Tâche courte 1
Quelles lignes des données contiennent la chaîne « fish » ? Relève-les toutes, en tenant compte de la casse.

Il était venu à Migennes pour voir des amis. Le corps de Yoann, 22 ans, a été retrouvé, jeudi dernier, dans le canal de Bourgogne. Le jeune homme, décrit par ses amis comme "drôle, généreux et gentil", était connu par la justice pour des faits d'usage de stupéfiants (DR)

 

Samuel, la joie de vivre. Il est passé à travers le toit en plexiglas qui couvre le marché couvert place de l'Arquebuse. Le drame s'est produit aux alentours de 19h45, dimanche 4 juin. Sam n'avait que 24 ans (DR)

 

 

Samuel Stuckatch, bonne humeur, gentillesse extrême. Un sourire que certainement on n’oubliait pas, un vrai sourire. Une enfance difficile avec la perte de la mère à 10 ans. Sa disparition a ému et provoqué une incroyable mobilisation de solidarité.

Yoann lui, était drôle, généreux et gentil. Livré à lui-même depuis l'âge de 13 ans, à Troyes.  Il s'installe un an dans l'Yonne pour tenter de repartir du bon pied. Seul et sans emploi, il accumule les dettes. Sa disparition dans des circonstances tragiques, les mains ligotées, son corps au fond du canal, ont ému. Le drame pas encore élucidé, suscite bien des questions sur les réseaux sociaux où les partages explosent.

Lignes d'entrée
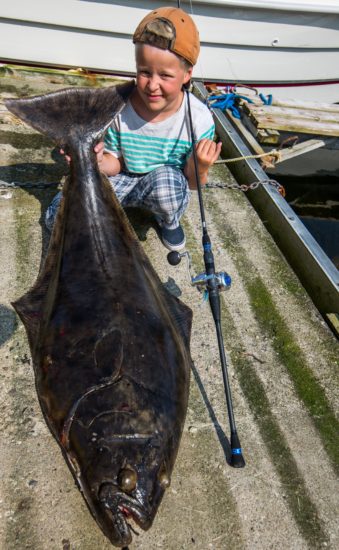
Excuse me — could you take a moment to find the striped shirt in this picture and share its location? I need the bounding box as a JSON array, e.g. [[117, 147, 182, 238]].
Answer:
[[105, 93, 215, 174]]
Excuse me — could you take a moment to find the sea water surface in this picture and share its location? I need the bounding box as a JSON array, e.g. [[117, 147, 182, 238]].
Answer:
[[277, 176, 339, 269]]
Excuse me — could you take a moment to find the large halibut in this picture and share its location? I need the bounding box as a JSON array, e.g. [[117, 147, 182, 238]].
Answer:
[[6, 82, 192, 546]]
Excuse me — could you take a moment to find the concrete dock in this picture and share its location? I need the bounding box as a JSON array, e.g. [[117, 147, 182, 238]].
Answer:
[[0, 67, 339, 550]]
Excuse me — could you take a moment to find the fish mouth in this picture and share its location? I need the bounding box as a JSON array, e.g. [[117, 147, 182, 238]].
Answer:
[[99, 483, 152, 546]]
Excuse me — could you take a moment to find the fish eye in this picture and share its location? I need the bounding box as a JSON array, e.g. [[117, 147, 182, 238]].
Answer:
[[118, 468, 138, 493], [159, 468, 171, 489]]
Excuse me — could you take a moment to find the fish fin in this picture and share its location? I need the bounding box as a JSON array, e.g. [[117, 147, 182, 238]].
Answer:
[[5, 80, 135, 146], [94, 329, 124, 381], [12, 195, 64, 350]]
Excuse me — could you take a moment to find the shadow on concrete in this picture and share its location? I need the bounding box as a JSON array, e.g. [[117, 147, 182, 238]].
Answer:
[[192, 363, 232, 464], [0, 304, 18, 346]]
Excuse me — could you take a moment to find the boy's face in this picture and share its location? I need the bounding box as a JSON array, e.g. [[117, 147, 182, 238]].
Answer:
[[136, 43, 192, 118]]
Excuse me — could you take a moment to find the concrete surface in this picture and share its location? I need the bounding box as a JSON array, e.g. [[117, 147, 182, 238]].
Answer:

Tâche courte 2
Écris la suite du texte fourni sur la mort de Yoann et de Samuel, en partant de sa dernière phrase.

Bonne réponse 1
Excuse me — could you take a moment to find the fish mouth in this picture and share its location? I need the bounding box as a JSON array, e.g. [[117, 147, 182, 238]].
Excuse me — could you take a moment to find the fish eye in this picture and share its location? I need the bounding box as a JSON array, e.g. [[117, 147, 182, 238]].
Excuse me — could you take a moment to find the fish fin in this picture and share its location? I need the bounding box as a JSON array, e.g. [[117, 147, 182, 238]].

Bonne réponse 2
Pourquoi, ces jeunes marginaux, interpellent-ils ainsi les consciences ?

Des vies éphémères, des vies-éclairs, bousculées, faites de déceptions, d’amitiés certainement fortes avec des gens qui, pensaient-ils, les comprenaient, étaient comme eux. Mais est-on jamais vraiment comme quelqu’un d’autre sinon superficiellement ?  

Des enfances difficiles, des parcours en zig-zag, le flirt avec le danger, peu d’intérêt face à l’itinéraire « de tout le monde », l’attirance pour l’intense, les chemins de traverse, les défis.

La drogue. Pas forcément la grosse drogue mais la drogue fuite, la drogue qui fait croire que tout va bien, la drogue piège. Car autant l’on peut fermer la porte à ses parents, ses études, son patron, son conjoint, autant l’on ne quitte pas la drogue comme on le voudrait. Il y a le plaisir facile qu’elle procure, et puis les liens que l’on a formés avec « les autres », que l’on a un jour crus légers comme la fumée d’une cigarette et sincères comme un joyeux trip. Et qui serrent de plus en plus. On ne se désengage pas tout seul, et on a fermé la  porte à ceux qui pourraient aider.

 

Des proies

 

Ils étaient livrés à eux-mêmes. Sans les bases d’une famille construite.

Et donc proies faciles pour ceux qui rodent, et ils rodent. Un jour ou l’autre ils arrivent. Bien mis, comme le Grand Coquin de Pinocchio. Tu ne vas quand même pas t’emmerder à aller aux cours ? Tu veux vraiment te faire ch… à l’anniversaire de tes vieux ? Ne me dis pas que ça te fait peur de dealer et devenir riche ?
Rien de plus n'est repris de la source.